* Directive
Please format all of the lines below as a JSON list of strings, with one string for each line and blank lines left out.

(Segmentation mask data)
BEGIN
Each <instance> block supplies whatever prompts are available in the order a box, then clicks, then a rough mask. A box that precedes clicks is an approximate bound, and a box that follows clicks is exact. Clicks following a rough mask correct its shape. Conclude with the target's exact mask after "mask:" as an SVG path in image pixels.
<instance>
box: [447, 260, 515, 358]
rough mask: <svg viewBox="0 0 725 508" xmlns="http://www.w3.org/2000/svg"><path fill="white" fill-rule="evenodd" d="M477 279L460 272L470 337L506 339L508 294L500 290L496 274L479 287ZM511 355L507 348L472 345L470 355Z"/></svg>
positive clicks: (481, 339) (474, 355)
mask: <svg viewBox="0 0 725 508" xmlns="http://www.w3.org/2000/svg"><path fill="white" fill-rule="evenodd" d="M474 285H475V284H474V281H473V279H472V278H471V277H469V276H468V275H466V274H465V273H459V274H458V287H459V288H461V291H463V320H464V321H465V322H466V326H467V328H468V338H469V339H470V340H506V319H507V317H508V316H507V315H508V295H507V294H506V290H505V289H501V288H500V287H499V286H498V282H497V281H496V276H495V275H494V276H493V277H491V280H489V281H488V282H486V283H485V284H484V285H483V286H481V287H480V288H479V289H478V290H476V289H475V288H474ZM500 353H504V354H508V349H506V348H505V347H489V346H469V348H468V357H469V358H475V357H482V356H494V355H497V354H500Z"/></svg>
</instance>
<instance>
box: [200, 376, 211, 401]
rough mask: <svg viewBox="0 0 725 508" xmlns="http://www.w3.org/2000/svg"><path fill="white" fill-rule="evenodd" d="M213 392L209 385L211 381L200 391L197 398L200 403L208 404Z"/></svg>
END
* Written solution
[
  "Each <instance> block supplies whatever prompts are available in the order a box, then clicks, then a rough mask. A box that precedes clicks is an approximate bound, and a box that follows clicks is exact. Clicks following a rough mask correct its shape. Conclude with the target's exact mask after \"mask:\" as an SVG path in image pixels.",
  "<instance>",
  "box: [447, 260, 515, 358]",
  "rough mask: <svg viewBox=\"0 0 725 508\" xmlns=\"http://www.w3.org/2000/svg\"><path fill=\"white\" fill-rule=\"evenodd\" d=\"M477 279L460 272L470 337L506 339L508 294L500 290L496 274L479 287ZM511 355L507 348L472 345L470 355Z\"/></svg>",
  "positive clicks: (481, 339) (474, 355)",
  "mask: <svg viewBox=\"0 0 725 508\" xmlns=\"http://www.w3.org/2000/svg\"><path fill=\"white\" fill-rule=\"evenodd\" d=\"M474 285H475V284H474V281H473V279H472V278H471V277H469V276H468V275H466V274H465V273H459V274H458V287H459V288H461V291H463V320H464V321H465V322H466V326H467V328H468V338H469V339H470V340H506V319H507V317H508V316H507V315H508V295H507V294H506V290H505V289H501V288H500V287H499V286H498V282H497V281H496V276H495V275H494V276H493V277H491V280H489V281H488V282H486V283H485V284H484V285H483V286H481V287H480V288H479V289H478V290H476V289H475V288H474ZM500 353H504V354H508V349H506V348H505V347H489V346H469V348H468V357H469V358H475V357H482V356H494V355H497V354H500Z\"/></svg>",
  "</instance>",
  "<instance>",
  "box: [200, 376, 211, 401]",
  "rough mask: <svg viewBox=\"0 0 725 508\" xmlns=\"http://www.w3.org/2000/svg\"><path fill=\"white\" fill-rule=\"evenodd\" d=\"M213 392L209 385L211 381L200 391L197 398L200 403L208 404Z\"/></svg>"
]